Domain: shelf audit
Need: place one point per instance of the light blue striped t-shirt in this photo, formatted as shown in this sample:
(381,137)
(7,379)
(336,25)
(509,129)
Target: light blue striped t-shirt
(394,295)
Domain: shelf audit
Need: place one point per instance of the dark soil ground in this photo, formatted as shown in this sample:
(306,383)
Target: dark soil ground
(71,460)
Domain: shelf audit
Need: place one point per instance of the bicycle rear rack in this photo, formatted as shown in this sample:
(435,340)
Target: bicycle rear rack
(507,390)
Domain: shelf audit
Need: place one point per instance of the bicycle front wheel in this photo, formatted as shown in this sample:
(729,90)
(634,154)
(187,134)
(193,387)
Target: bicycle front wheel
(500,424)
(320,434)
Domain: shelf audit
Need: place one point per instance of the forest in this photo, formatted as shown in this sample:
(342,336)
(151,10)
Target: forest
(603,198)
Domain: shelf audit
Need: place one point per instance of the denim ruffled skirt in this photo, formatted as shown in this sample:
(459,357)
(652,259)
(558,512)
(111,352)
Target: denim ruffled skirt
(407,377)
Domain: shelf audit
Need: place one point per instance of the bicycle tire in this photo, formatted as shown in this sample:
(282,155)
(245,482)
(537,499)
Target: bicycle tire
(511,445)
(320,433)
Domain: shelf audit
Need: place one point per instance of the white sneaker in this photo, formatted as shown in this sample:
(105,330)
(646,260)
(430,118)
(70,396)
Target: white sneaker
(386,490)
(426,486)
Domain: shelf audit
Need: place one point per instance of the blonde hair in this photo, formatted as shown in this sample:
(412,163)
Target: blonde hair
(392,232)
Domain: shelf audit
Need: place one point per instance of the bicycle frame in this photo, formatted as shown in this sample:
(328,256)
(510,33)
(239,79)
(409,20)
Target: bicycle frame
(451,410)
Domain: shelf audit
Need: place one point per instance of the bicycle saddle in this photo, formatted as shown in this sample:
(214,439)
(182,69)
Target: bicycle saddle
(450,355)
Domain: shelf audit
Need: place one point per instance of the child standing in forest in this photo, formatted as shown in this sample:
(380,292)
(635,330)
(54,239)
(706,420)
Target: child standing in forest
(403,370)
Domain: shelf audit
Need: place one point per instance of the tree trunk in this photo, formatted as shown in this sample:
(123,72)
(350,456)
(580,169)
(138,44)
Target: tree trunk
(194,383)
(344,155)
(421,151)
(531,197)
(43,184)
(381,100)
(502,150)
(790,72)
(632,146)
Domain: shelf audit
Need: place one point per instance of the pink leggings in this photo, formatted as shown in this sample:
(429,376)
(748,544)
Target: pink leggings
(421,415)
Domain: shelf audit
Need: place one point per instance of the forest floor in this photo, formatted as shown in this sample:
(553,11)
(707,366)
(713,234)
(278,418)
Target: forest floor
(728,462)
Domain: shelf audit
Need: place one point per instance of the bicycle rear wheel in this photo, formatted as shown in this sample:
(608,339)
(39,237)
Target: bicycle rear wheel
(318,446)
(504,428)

What you are asked to do: Every entry should be printed again exactly as written.

Answer to this problem:
Domain: shelf audit
Need: place one point per instance of the light blue striped t-shirt in this photo, formatted as shown in this sample:
(381,137)
(7,379)
(336,25)
(509,129)
Target: light blue striped t-shirt
(394,295)
Domain: shelf audit
Need: place one point per instance of the dark soil ground in this photo, formatted as shown in this sample:
(306,383)
Target: dark soil ground
(71,460)
Domain: shelf audit
Need: place one point per instance of the bicycle rear rack in this photo, formatted as shown in this sample:
(435,340)
Target: bicycle rear rack
(507,390)
Domain: shelf audit
Need: place one point per instance of the bicycle front wheel in this photo, formatted as shown in this sample:
(729,90)
(634,154)
(187,134)
(193,387)
Target: bicycle front wheel
(500,424)
(320,434)
Domain: shelf audit
Need: place one point per instance of the forest in this photo, formatted as shown in this sample:
(342,336)
(151,10)
Target: forest
(603,198)
Domain: shelf audit
Need: place one point per instance of the denim ruffled skirt in this photo, formatted as shown in this sample:
(459,357)
(652,259)
(558,512)
(111,352)
Target: denim ruffled skirt
(407,377)
Domain: shelf audit
Need: place one point per instance of the bicycle tire in this photo, formatted as shown in this sample:
(282,155)
(245,482)
(537,499)
Target: bicycle tire
(511,445)
(320,433)
Domain: shelf audit
Need: place one point per instance of the white sneaker in this photo, formatted as shown in this sample:
(105,330)
(646,260)
(430,118)
(70,396)
Target: white sneaker
(386,490)
(426,486)
Domain: shelf audit
Need: place one point per instance of the blonde hair in this photo, formatted as shown in this sample:
(412,163)
Target: blonde hair
(392,232)
Domain: shelf audit
Need: place one point per instance of the bicycle frame in this photo, formatted as shown in this sample:
(328,256)
(510,33)
(239,79)
(409,20)
Target: bicycle frame
(451,410)
Domain: shelf audit
Need: place one point per instance of the bicycle saddle in this photo, formatted as shown in this sample:
(214,439)
(182,69)
Target: bicycle saddle
(450,355)
Domain: shelf audit
Need: place one point per instance of the child standing in forest in this photo, formatted as shown in this sample:
(380,292)
(635,330)
(54,239)
(706,420)
Target: child standing in forest
(403,370)
Domain: shelf audit
Need: place one point per instance of the tree trunk in this photo, formatted as shown in this sample:
(123,72)
(350,456)
(580,169)
(138,44)
Target: tree trunk
(194,383)
(344,155)
(421,151)
(531,197)
(43,184)
(381,100)
(502,150)
(790,72)
(632,146)
Domain: shelf audit
Need: place one point per instance of the pink leggings in this photo, formatted as shown in this sample:
(429,376)
(748,544)
Target: pink leggings
(421,415)
Domain: shelf audit
Need: place one point per instance of the forest floor in this photo, formatted as shown in this sample:
(553,11)
(707,366)
(713,234)
(278,418)
Target: forest floor
(728,462)
Domain: shelf audit
Need: place one point per instance of the bicycle rear wheel in this photo, formatted as shown in this sample:
(608,339)
(39,237)
Target: bicycle rear wheel
(318,446)
(504,428)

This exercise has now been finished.